▶ **Teks yang Ditampilkan**
▼▼▼
Pop Art merupakan sebutan yang bisa ditelusuri sejarahnya dari tahun 50an ketika budaya instan konsumerisme perlahan jadi bagian dari gaya hidup paska perang.
Sesuai dengan definisi namanya—popular—berbagai karya pop art merupakan upaya para seniman di aliran ini untuk menemukan keindahan, mencari makna, atau mengkritisi gaya hidup populer yang tengah terjadi di Amerika dan Eropa. Pada saat itu Amerika dan Eropa tengah dipopulasi oleh komoditas modern yang diproduksi massal.
Kelahiran pop art sendiri bermuara di dua tempat: London dan New York. Pada tahun 1952, beberapa seniman yang berbasis di London seperti Eduardo Paolozzi, Richard Hamilton, serta arsitek Alison Smithson, membentuk perkumpulan bernama Independent Group.
▲▲▲
▶ **Informasi yang Diberikan**
▼▼▼
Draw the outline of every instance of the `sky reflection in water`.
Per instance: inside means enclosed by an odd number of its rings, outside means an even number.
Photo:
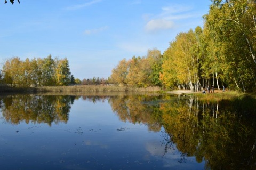
[[[204,161],[182,155],[174,144],[165,153],[163,127],[149,131],[143,120],[121,121],[110,98],[93,102],[77,98],[68,120],[50,126],[12,123],[1,114],[1,169],[204,169]]]

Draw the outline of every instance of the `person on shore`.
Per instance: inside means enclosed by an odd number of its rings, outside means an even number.
[[[203,90],[203,94],[206,94],[206,92],[205,92],[205,91],[204,90],[204,89]]]

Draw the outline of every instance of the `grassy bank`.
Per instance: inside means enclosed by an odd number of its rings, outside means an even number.
[[[222,90],[215,90],[215,93],[210,93],[203,94],[202,92],[193,93],[189,94],[198,97],[203,101],[219,102],[224,100],[233,100],[236,98],[243,98],[245,96],[250,96],[256,99],[255,93],[243,93],[235,91],[226,91],[222,92]]]
[[[78,85],[69,86],[45,86],[38,87],[2,87],[0,92],[5,93],[54,93],[69,92],[77,93],[83,92],[158,92],[159,87],[148,87],[138,88],[134,87],[120,87],[118,86],[107,85]]]

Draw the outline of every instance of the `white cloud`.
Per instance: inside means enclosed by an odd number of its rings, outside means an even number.
[[[93,0],[90,2],[86,2],[85,3],[79,4],[79,5],[75,5],[73,6],[71,6],[69,7],[67,7],[65,9],[66,10],[76,10],[78,9],[80,9],[82,8],[84,8],[85,7],[91,5],[92,4],[99,3],[101,2],[102,0]]]
[[[108,28],[108,26],[105,26],[105,27],[102,27],[97,29],[86,29],[86,30],[84,31],[84,34],[85,35],[97,34],[107,29]]]
[[[163,19],[153,19],[145,26],[147,32],[154,32],[161,30],[169,29],[173,28],[174,23],[171,20]]]
[[[139,44],[135,42],[126,42],[119,43],[118,47],[127,52],[134,53],[145,53],[148,51],[148,47],[144,44]]]
[[[133,1],[131,4],[131,5],[134,5],[134,4],[140,4],[141,3],[141,1],[140,0],[136,0]]]
[[[162,11],[158,14],[150,16],[144,15],[142,17],[147,21],[145,26],[145,30],[149,33],[154,33],[164,30],[169,30],[177,27],[175,21],[196,18],[201,14],[193,12],[189,6],[172,5],[163,7]],[[146,17],[145,17],[146,16]]]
▲▲▲
▶ **Tugas yang Diberikan**
Tuliskan kembali dengan persis bagian teks tentang pop art yang dibuka oleh kata-kata yang memuat "Kelahiran pop art" dan ditutup dengan "bernama Independent Group.".

▶ **Jawaban Latihan**
Kelahiran pop art sendiri bermuara di dua tempat: London dan New York. Pada tahun 1952, beberapa seniman yang berbasis di London seperti Eduardo Paolozzi, Richard Hamilton, serta arsitek Alison Smithson, membentuk perkumpulan bernama Independent Group.